__Directions__
Note each line of the listing that contains the string "shirt", and copy it.

__Given data__

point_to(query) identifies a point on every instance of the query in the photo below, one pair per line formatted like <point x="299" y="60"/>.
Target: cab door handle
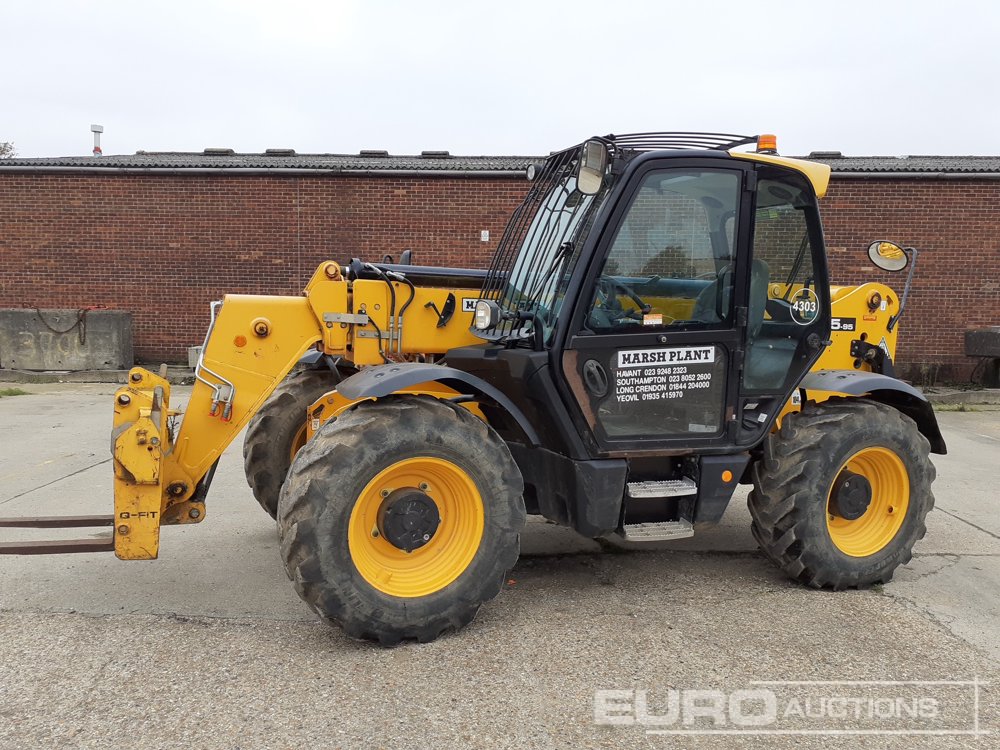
<point x="595" y="378"/>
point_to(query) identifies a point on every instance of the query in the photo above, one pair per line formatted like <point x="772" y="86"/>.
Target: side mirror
<point x="593" y="165"/>
<point x="888" y="255"/>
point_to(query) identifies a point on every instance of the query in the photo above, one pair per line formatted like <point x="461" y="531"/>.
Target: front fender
<point x="886" y="390"/>
<point x="380" y="381"/>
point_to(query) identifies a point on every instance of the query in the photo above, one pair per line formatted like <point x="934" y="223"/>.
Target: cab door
<point x="658" y="333"/>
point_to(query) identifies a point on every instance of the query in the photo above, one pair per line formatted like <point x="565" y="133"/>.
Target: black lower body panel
<point x="584" y="495"/>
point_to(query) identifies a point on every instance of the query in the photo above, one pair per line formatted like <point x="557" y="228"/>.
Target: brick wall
<point x="164" y="246"/>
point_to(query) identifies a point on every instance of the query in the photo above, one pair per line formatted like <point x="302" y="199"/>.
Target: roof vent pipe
<point x="97" y="130"/>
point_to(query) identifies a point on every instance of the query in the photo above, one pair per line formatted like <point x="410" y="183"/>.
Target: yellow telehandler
<point x="657" y="326"/>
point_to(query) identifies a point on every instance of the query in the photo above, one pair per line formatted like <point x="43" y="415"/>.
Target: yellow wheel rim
<point x="450" y="550"/>
<point x="880" y="523"/>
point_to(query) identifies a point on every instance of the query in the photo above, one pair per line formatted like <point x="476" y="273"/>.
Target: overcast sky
<point x="505" y="77"/>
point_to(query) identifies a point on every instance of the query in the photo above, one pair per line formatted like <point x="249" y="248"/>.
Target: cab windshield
<point x="540" y="247"/>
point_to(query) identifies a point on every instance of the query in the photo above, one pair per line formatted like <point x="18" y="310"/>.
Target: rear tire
<point x="351" y="574"/>
<point x="796" y="520"/>
<point x="278" y="431"/>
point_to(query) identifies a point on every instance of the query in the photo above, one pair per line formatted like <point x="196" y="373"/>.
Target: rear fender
<point x="886" y="390"/>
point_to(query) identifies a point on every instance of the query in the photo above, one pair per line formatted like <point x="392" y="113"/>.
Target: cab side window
<point x="670" y="263"/>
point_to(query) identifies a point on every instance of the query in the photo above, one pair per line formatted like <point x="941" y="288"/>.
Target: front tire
<point x="842" y="493"/>
<point x="278" y="431"/>
<point x="457" y="495"/>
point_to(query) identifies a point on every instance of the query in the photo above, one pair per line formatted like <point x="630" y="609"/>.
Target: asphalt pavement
<point x="209" y="647"/>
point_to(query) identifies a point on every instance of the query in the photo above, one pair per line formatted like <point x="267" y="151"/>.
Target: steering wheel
<point x="608" y="284"/>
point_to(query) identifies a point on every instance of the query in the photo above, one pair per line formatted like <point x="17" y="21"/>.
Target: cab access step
<point x="647" y="502"/>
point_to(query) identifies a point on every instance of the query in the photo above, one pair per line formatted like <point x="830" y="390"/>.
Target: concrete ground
<point x="209" y="647"/>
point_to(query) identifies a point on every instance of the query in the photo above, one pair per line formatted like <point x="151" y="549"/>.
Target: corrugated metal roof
<point x="282" y="159"/>
<point x="441" y="161"/>
<point x="893" y="164"/>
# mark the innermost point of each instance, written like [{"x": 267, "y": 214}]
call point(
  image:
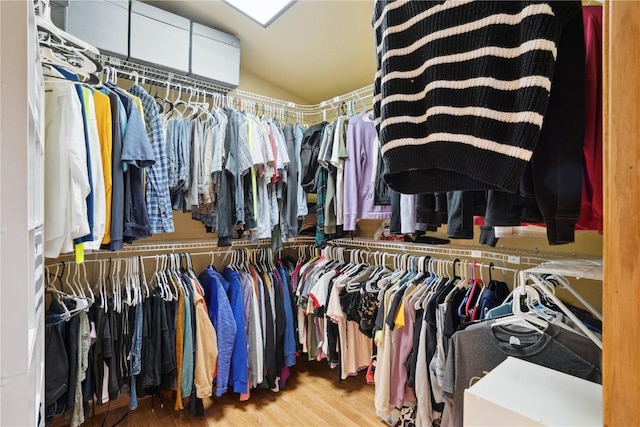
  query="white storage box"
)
[
  {"x": 519, "y": 393},
  {"x": 101, "y": 23},
  {"x": 215, "y": 55},
  {"x": 159, "y": 38}
]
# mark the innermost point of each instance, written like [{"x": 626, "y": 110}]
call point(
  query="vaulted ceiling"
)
[{"x": 314, "y": 50}]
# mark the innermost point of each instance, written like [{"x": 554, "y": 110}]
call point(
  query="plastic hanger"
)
[{"x": 522, "y": 318}]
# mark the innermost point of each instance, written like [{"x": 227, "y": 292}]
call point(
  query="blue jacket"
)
[
  {"x": 223, "y": 321},
  {"x": 239, "y": 374},
  {"x": 289, "y": 336}
]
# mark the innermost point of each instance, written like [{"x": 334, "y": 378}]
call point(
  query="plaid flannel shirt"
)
[{"x": 157, "y": 182}]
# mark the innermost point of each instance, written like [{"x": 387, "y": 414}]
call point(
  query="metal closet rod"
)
[
  {"x": 191, "y": 244},
  {"x": 162, "y": 77},
  {"x": 506, "y": 256}
]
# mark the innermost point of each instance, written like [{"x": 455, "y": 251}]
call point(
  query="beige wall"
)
[{"x": 251, "y": 82}]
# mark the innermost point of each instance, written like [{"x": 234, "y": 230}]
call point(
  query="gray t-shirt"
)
[{"x": 475, "y": 351}]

__Answer to this exercise__
  query="plaid flannel shirt"
  query="gray t-shirt"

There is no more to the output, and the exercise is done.